- TEXTE SOURCE -
..........

Et je filmais dans le jardin l’éclosion de la lumière et des fleurs.
    
    Il me revient qu’on espérait que ça se termine
    Il me revient qu’on tenait bon
    Il me revient qu’on cherchait des routines
    Il me revient que le temps était long.

    Il me revient la charge de silence dans nos voix au téléphone
    Le murmure criard des retrouvailles en visio
    La trille amusée du merle
    Découpant notre temps de sa joie sans repos.

Il me revient que l’espace entre nous, depuis, s’est creusé, accru, épaissi
Qu’il n’a jamais repris sa minceur initiale
Il me revient les bises machinales, la friction de nos joues,
L’échange des parfums, l’étreinte familière
L’amitié insouciante de nos corps accolés
- Il me revient que j’ai perdu cela.

Et je scrutais
Unes et dépêches
Espérant y saisir
Un signe auquel raccrocher 
L’espoir 
D’un retour 
À la normale
À la vie banale
- Il me revient que je jetais le journal.

Il me revient que j’écoutais 
Les protestations
Les espoirs d’expertises
Et les savants imbroglios

- Il me revient que la mésange 
Les dispersait
  d’un froissement de plume 
dans les bambous.

Il me revient que j’ai failli apprendre la paix avec moi-même et avec les enfants
Il est possible que nous n’ayons pas échoué
Il est possible que je regrette
Il est possible que nous ayons traversé
Le pire de la tempête
Sans savoir ce qui viendrait après.

Il me revient que le virus revient,
     En même temps que le soleil, que l’avenir, que mes inquiétudes,
Il me revient que j’apprends, semble-t-il, chaque fois un peu plus,
À vivre avec
Il raconte si bien notre vie

- s’adapter aux résistances jusqu’à étouffer l’organisme qui nous héberge.

***

     Le plus marrant, c’est qu’un ou deux jours après avoir écrit ce texte (plutôt sombre, je reconnais, surtout sur la musique qui va avec), voilà-t’y pas que mon autotest de contrôle entre Noël et le premier de l’an s’orne soudain d’un deuxième trait pas du tout esthétique. Coups de fil aux pharmacies du coin, hésitation PCR/antigénique – à force, je ne sais plus lequel est lequel – et, paf, deux heures et un rdv manqué plus tard, me voilà confirmé. Je suis l’heureux hôte de cet organisme qui nous retourne depuis maintenant pas loin de deux ans.
    Saint Sylvestre ? À la maison. Mon anniversaire dans la foulée – le cinquantième, en plus !

..........

- INFORMATIONS EXTRAITES -
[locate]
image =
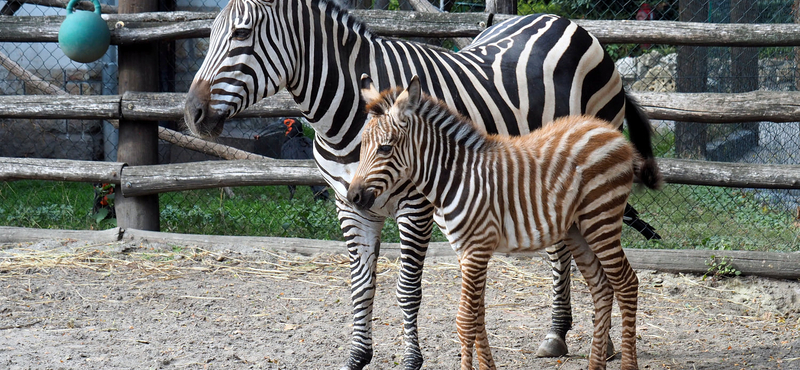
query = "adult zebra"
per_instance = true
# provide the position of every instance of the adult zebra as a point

..........

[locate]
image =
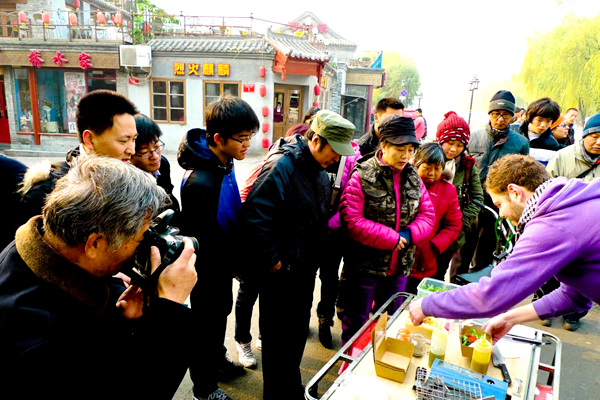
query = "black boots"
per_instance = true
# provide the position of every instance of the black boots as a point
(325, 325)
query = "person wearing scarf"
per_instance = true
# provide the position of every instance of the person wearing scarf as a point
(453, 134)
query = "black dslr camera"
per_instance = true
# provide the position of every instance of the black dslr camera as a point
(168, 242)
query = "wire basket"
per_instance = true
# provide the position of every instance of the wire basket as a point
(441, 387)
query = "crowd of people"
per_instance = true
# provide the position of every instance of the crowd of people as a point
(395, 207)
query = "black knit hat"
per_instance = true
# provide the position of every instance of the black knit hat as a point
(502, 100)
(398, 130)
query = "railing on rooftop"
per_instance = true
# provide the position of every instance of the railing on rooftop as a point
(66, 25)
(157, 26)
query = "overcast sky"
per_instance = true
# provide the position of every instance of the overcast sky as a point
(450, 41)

..........

- CONSIGNE -
Que donne le passage du texte source allant de « Il me revient la » jusqu'à « joie sans repos. » si l'on substitue « rouge-gorge » à « merle » ? Recopiez-le avec ce seul changement.

- CORRIGÉ -
Il me revient la charge de silence dans nos voix au téléphone
    Le murmure criard des retrouvailles en visio
    La trille amusée du rouge-gorge
    Découpant notre temps de sa joie sans repos.